## Set problem
Repeat the material below word for word, keeping every line unchanged and in the same order.

## Record excerpts
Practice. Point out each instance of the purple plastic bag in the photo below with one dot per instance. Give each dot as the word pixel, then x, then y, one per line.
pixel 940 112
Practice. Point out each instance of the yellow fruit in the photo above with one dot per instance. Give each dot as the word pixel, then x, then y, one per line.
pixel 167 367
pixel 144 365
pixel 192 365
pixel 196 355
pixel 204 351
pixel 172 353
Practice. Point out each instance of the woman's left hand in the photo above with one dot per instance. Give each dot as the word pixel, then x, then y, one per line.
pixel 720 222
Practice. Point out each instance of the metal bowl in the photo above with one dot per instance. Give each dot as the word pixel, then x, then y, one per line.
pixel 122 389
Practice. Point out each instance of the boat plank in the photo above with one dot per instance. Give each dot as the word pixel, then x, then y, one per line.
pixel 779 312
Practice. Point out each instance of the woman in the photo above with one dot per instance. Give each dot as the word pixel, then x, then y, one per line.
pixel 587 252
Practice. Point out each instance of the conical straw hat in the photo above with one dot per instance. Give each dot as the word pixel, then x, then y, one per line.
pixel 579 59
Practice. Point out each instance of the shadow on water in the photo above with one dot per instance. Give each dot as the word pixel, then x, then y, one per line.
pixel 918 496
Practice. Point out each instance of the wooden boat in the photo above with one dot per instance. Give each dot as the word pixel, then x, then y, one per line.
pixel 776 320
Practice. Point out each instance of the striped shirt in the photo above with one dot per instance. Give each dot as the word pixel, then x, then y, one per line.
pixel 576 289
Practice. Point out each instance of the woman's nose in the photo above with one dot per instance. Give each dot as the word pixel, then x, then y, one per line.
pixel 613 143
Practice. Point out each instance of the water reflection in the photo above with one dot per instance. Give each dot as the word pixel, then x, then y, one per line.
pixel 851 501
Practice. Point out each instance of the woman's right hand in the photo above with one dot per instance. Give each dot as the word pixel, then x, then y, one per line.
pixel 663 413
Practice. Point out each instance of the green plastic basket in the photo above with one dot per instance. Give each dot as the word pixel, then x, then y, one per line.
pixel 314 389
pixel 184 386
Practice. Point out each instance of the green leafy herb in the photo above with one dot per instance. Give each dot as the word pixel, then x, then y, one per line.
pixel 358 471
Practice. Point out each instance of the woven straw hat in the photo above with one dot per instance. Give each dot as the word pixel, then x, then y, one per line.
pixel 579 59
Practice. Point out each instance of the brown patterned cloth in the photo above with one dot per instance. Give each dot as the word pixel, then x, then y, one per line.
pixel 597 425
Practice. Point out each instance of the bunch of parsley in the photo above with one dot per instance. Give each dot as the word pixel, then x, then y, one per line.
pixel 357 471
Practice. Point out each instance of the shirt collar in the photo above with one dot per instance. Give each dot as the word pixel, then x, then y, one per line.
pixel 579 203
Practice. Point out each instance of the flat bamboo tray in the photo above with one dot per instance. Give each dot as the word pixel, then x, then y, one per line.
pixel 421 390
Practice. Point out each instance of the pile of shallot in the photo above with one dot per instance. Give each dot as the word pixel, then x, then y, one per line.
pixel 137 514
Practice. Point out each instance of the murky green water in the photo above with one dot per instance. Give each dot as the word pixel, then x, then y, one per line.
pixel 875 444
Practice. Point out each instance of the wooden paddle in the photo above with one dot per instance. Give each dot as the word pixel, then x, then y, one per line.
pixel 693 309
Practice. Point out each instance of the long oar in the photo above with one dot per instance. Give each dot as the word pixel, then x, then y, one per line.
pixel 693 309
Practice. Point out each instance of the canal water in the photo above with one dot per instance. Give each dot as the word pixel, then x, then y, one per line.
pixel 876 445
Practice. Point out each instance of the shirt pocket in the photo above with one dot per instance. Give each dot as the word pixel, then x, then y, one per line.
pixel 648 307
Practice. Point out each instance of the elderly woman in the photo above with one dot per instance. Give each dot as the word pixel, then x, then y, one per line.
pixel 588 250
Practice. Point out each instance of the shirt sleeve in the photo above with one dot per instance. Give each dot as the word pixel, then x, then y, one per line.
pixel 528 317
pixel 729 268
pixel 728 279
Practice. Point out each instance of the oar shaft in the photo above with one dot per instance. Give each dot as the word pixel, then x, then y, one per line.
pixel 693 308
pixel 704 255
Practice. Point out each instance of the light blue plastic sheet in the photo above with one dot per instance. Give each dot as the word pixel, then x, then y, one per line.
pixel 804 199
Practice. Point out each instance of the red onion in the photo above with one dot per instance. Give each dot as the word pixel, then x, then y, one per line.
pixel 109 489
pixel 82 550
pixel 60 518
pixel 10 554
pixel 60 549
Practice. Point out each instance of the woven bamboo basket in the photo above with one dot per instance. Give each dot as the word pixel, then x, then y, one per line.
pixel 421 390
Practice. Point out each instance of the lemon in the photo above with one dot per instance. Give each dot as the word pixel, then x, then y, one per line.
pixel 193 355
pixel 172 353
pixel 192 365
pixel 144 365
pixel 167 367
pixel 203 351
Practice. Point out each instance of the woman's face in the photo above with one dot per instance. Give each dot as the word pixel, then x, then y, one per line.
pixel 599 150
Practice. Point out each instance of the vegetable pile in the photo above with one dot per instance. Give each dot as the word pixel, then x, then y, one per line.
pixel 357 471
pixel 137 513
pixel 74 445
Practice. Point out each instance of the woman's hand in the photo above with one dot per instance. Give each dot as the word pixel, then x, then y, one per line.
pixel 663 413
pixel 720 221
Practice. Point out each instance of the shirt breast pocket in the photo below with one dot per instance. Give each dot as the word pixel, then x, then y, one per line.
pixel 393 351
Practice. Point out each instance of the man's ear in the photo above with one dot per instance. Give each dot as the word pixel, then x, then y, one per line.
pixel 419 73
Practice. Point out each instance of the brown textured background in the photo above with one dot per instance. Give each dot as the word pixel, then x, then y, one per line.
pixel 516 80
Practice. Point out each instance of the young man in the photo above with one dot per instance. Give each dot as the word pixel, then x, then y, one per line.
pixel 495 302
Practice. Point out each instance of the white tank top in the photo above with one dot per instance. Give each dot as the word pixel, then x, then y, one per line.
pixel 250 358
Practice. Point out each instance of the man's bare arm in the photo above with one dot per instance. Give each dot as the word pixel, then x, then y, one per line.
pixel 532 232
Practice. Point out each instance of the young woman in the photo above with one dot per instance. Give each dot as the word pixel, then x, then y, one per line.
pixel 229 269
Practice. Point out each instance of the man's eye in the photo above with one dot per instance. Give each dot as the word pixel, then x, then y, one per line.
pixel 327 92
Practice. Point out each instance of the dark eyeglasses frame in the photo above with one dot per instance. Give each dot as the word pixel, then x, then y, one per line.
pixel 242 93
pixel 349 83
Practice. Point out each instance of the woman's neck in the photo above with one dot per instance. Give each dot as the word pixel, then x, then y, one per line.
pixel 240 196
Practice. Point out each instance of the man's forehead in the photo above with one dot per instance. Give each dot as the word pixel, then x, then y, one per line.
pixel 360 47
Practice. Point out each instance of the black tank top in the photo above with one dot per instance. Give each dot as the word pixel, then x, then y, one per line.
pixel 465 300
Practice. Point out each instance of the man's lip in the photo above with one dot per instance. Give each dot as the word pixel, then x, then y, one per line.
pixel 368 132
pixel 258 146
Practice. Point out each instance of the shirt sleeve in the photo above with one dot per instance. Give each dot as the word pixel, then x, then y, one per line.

## Correct output
Practice. Point out each instance of the purple plastic bag in the photo below with one dot per instance. Give each dot as the word pixel, then x, then y, one per line.
pixel 940 112
Practice. Point out each instance of the yellow fruit in the photo above with one dot per instance. Give each dot as the word pixel, then x, then y, one per line.
pixel 167 367
pixel 144 365
pixel 192 365
pixel 196 355
pixel 204 351
pixel 172 353
Practice. Point out each instance of the woman's left hand in the photo above with one dot per instance. Give each dot as the word pixel, then x, then y, one per line.
pixel 720 222
Practice. Point out each instance of the metal bowl in the photo above with one dot per instance. Give each dot as the word pixel, then x, then y, one per line.
pixel 122 389
Practice. Point out each instance of the boat plank in the photo above with one dot per instance. Give each dot as the word pixel, then x, then y, one per line.
pixel 779 312
Practice. Point out each instance of the woman in the photo above with one dot per instance. Give each dot as the word pixel, then x, then y, one per line.
pixel 587 252
Practice. Point out each instance of the conical straw hat in the photo above with one dot per instance. Give each dot as the word pixel, then x, then y, one per line.
pixel 579 59
Practice. Point out each instance of the shadow on water in the photo above with one dot per instance. Give each dot as the word pixel, then x, then y, one per line.
pixel 918 496
Practice. Point out each instance of the wooden boat in the photo above with one dot per instance. Give each dot as the word pixel, then x, then y, one per line.
pixel 776 320
Practice. Point out each instance of the striped shirt in the photo above with one dot per instance. Give each dot as the word pixel, then x, then y, one per line.
pixel 576 289
Practice. Point out each instance of the woman's nose in the photo above with one dot per instance. Give each dot as the word pixel, then x, then y, one per line.
pixel 613 143
Practice. Point out each instance of the water reflection in the photo above with one dot per instance. Give each dot as the word pixel, then x, then y, one per line.
pixel 851 501
Practice. Point out each instance of the woman's right hand in the photo above with one dot per instance. Give each dot as the word pixel, then x, then y, one per line.
pixel 663 413
Practice. Point out each instance of the green plastic basket in the photo above with one dot per instance. Give each dot as the word pixel, then x, then y, one per line.
pixel 314 389
pixel 184 386
Practice. Point out each instance of the green leafy herb in the photo above with one dot per instance. Give each dot as the word pixel, then x, then y, one per line.
pixel 358 471
Practice. Point out each instance of the woven straw hat in the photo above with one dot per instance. Give each dot as the word pixel, then x, then y, one per line.
pixel 579 59
Practice. Point out each instance of the brown patterned cloth in the photo above with one dot per instance. Give each dot as the word pixel, then x, then y, one per line.
pixel 597 425
Practice. Point out each instance of the bunch of parsley in the photo above with one dot per instance. Give each dot as the word pixel, then x, then y, one per line.
pixel 357 471
Practice. Point out each instance of the shirt collar in the photo above with one dot per instance. Give each dot as the word pixel, then x, then y, one per line.
pixel 579 203
Practice. Point out each instance of the flat bamboo tray in the photo above with one dot per instance. Give each dot as the word pixel, then x, then y, one per line.
pixel 421 390
Practice. Point out each instance of the pile of shallot in the photo above with one dot per instance. Give each dot as the word pixel, then x, then y, one per line.
pixel 137 514
Practice. Point out each instance of the murky green water in the photo above with one dot per instance. Give each dot as the word pixel, then x, then y, one per line.
pixel 875 444
Practice. Point out each instance of the wooden paddle in the photo above with one dot per instance. Give each dot as the word pixel, then x, then y, one per line.
pixel 693 309
Practice. Point out each instance of the long oar in the photo above with one dot per instance. Give each dot as the word pixel, then x, then y, one per line.
pixel 693 309
Practice. Point out each instance of the canal water in the photo above with one dot per instance. Give each dot as the word pixel, then x, then y, one per line.
pixel 876 445
Practice. Point out each instance of the shirt pocket in the photo above with one dot per instance. Give each dot as the word pixel, then x, then y, one per line.
pixel 648 307
Practice. Point out each instance of the elderly woman in the photo above with one dot per instance. Give each dot as the word pixel, then x, then y, one per line.
pixel 588 250
Practice. Point out each instance of the shirt sleeve in the photo above with one dot per instance. Give each dot as the word pixel, then x, then y, one per line.
pixel 528 317
pixel 729 268
pixel 728 279
Practice. Point out each instance of the oar shaft in the photo above with one dot per instance. Give each dot as the word pixel, then x, then y, one per line.
pixel 693 308
pixel 704 255
Practice. Point out each instance of the light blue plastic sheet in the photo above with one dot per instance. Give each dot as the word pixel, then x, then y, one per line.
pixel 804 199
Practice. Point out each instance of the red onion in the photo above with one dot per instance. Give each dot as the word pixel, then x, then y, one per line.
pixel 109 489
pixel 82 550
pixel 60 518
pixel 10 554
pixel 60 549
Practice. Point out each instance of the woven bamboo basket in the photo above with one dot per instance. Give each dot as the word pixel, then x, then y, one per line.
pixel 421 390
Practice. Point out each instance of the lemon in the photo above with one dot per instance. Give each dot as the word pixel, then x, then y, one per line.
pixel 193 355
pixel 172 353
pixel 192 365
pixel 144 365
pixel 167 367
pixel 203 351
Practice. Point out each instance of the woman's face in the photo above with one dot per instance. Give each dot as the word pixel, then x, then y, one per line.
pixel 599 150
Practice. Point out each instance of the vegetable pile in the photo above with one dot per instance. Give each dot as the word pixel, then x, then y, one per line.
pixel 357 471
pixel 137 513
pixel 74 445
Practice. Point out each instance of the woman's hand in the photo above with one dot per instance. Give each dot as the word pixel, then x, then y, one per line.
pixel 663 413
pixel 720 221
Practice. Point out each instance of the shirt breast pocket in the photo below with one dot per instance. Give each dot as the word pixel, then x, then y, one per line.
pixel 393 351
Practice. Point out each instance of the man's ear in the photo above with one dot per instance. Give each dot as the word pixel, then x, then y, one per line.
pixel 419 73
Practice. Point out each instance of the brown textured background in the photo above with one dot per instance. Give each dot as the word pixel, then x, then y, one per line.
pixel 516 80
Practice. Point out each instance of the young man in the photo above with one dot per instance. Give each dot as the word pixel, then x, then y, one per line.
pixel 495 302
Practice. Point out each instance of the white tank top in the photo above with one dot per instance. Give each dot as the word pixel, then x, then y, one per line.
pixel 250 358
Practice. Point out each instance of the man's bare arm in the photo above with one dot per instance. Give each dot as the word pixel, then x, then y, one per line.
pixel 532 232
Practice. Point out each instance of the young woman in the photo above with one dot per instance. Give each dot as the word pixel, then x, then y, one per line.
pixel 229 269
Practice. Point out each instance of the man's eye in the photo above with one dot per instance. Give each dot as the word pixel, then x, then y, one per line.
pixel 327 92
Practice. Point out each instance of the dark eyeglasses frame in the photo above with one dot per instance. Give each dot as the word pixel, then x, then y, one per line.
pixel 242 93
pixel 349 83
Practice. Point out each instance of the woman's neck in the photo above with one dot per instance. Give each dot as the word pixel, then x, then y, one per line.
pixel 240 196
Practice. Point out each instance of the man's forehead in the photo above with one dot per instance. Give each dot as the word pixel, then x, then y, one per line.
pixel 360 47
Practice. Point out each instance of the black tank top in the photo above with one dot per instance. Give each dot as the word pixel, then x, then y, one per line.
pixel 465 300
Practice. Point out each instance of the man's lip in the photo above with one dot per instance. Give each dot as the word pixel, then x, then y, one per line.
pixel 368 132
pixel 258 146
Practice. Point out each instance of the shirt sleeve in the photo above with one dot per instance. Give each dot as the word pixel, then x, then y, one per line.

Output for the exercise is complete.